■ **Text segment**
"""

Wednesday, March 3, 2010

I'm Tired and Dusty


It’s now Wednesday, March 3, if my calculations are correct. I’ve been in a whirlwind of activity and one of the only ways to keep accurate track of the time is to consult my weekly pill container to see which days are empty and which are still full. The last couple of places we were had no Internet connection. Hence my delay. Now, days later, despite my hasty notes as we progressed, I’m sure I won’t get it all correct. No matter. I’ll just do the best I can.
Let’s see. I guess I left you all in Agra after a day at the Taj Mahal, et al. Late in the day, we stopped at one of those shopping places where I’m sure your guide receives a cut on anything one buys. The boys from Lexington, Kentucky, bought two rugs, about six feet square and encrusted with semi-precious stones. Tom said they were for their cabin by the lake. They were $8,000 each, representing a nice commission for Anil, our guide, who steered us there. Some cabin! The only other noteworthy happening was notice by our guide to Dennis that his email account had been breached. One of his sisters had tried to email him and found something peculiar. She phoned the tour office and they emailed our guide. Investigation revealed that the hackers had sent a message to his entire mail list saying that he had been robbed in London and needed funds wired to a certain place so he could return home. It took a while for him to straighten that all out. At dinner that night, I had a nice conversation about movies with William, who teaches a course in the history of cinema at the University of Houston. You might like to know that CASABLANCA is not his favorite movie. He prefers SNOW WHITE where, he says, one identifies with the heroine but falls in love with the prince.
At the end of this day, I was very tired and it occurred to me that his may have to be my last trip this arduous. Walking and climbing steps and getting off and on the bus and being ever vigilant for that perfect photograph has worn me out. Maybe my cruise as a gentleman host was not so bad.

"""

■ **Direction 1**
Duplicate the passage of the travel blog entry starting with "It’s now Wednesday, March" and going on through "best I can.".
■ **Direction 2**
In the travel blog entry, what course does William teach at the University of Houston?
The records come from a separate source, not from the travel blog entry.

Records in a dataset

"""

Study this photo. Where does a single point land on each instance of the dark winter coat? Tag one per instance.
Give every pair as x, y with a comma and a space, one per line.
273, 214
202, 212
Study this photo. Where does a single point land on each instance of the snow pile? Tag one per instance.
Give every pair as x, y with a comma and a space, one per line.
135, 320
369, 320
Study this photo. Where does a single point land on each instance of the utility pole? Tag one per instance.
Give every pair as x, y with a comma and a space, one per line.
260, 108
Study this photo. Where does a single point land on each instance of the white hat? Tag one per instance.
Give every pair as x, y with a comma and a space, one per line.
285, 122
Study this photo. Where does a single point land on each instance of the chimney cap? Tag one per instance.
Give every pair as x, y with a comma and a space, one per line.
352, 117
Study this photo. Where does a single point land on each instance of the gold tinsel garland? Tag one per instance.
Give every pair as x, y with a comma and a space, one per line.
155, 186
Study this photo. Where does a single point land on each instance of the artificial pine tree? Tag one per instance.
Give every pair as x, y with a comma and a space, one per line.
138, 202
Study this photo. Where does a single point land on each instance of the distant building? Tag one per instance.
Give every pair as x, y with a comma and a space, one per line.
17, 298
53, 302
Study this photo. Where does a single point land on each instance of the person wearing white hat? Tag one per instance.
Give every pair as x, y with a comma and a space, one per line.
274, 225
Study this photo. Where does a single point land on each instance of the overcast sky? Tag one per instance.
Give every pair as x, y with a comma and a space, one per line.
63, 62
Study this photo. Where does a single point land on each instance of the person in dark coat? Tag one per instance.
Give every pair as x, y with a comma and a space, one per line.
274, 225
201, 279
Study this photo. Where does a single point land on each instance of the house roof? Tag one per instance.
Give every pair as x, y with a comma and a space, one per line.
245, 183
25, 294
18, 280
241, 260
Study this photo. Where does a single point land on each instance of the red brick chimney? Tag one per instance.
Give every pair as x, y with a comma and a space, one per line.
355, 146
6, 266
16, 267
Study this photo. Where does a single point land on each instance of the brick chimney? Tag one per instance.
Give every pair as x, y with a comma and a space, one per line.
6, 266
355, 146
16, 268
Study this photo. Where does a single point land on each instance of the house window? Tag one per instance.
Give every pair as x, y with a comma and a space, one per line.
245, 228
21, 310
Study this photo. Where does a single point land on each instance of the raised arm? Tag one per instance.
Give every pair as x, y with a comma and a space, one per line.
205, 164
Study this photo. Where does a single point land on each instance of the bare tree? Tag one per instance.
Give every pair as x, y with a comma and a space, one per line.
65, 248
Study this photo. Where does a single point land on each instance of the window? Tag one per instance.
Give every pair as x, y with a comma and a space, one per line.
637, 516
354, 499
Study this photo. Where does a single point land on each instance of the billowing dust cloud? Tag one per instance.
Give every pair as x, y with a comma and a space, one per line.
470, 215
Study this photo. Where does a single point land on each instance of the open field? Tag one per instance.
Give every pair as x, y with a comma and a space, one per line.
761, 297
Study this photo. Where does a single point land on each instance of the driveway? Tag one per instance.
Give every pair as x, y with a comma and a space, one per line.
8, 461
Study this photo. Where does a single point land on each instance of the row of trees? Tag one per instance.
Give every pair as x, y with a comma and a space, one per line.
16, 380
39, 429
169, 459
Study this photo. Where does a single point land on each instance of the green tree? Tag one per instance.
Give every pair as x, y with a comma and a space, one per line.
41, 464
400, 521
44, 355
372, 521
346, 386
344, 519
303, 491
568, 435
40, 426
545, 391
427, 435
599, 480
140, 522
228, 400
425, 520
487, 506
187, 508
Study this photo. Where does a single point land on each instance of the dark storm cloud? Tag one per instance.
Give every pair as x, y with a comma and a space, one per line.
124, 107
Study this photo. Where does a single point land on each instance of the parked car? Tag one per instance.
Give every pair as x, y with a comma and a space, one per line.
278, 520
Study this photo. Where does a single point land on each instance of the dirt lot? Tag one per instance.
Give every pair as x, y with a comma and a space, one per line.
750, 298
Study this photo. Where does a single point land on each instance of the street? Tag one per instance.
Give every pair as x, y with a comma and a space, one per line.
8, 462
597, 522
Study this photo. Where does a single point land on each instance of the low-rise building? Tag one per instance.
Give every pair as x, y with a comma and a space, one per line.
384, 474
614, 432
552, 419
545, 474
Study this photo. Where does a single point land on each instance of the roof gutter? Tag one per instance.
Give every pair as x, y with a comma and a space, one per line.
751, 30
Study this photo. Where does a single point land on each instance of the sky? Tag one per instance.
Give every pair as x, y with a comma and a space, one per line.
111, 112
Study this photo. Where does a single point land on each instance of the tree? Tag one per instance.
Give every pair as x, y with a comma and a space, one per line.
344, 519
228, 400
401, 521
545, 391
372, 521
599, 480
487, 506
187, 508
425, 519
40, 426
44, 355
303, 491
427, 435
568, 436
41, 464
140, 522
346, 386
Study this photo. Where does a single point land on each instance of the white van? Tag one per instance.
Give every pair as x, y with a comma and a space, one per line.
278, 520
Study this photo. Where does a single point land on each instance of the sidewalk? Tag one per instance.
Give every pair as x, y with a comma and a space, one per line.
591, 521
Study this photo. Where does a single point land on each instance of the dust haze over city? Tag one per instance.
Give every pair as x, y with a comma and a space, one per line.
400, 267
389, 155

"""

■ **Written answer 1**
It’s now Wednesday, March 3, if my calculations are correct. I’ve been in a whirlwind of activity and one of the only ways to keep accurate track of the time is to consult my weekly pill container to see which days are empty and which are still full. The last couple of places we were had no Internet connection. Hence my delay. Now, days later, despite my hasty notes as we progressed, I’m sure I won’t get it all correct. No matter. I’ll just do the best I can.

■ **Written answer 2**
A course in the history of cinema.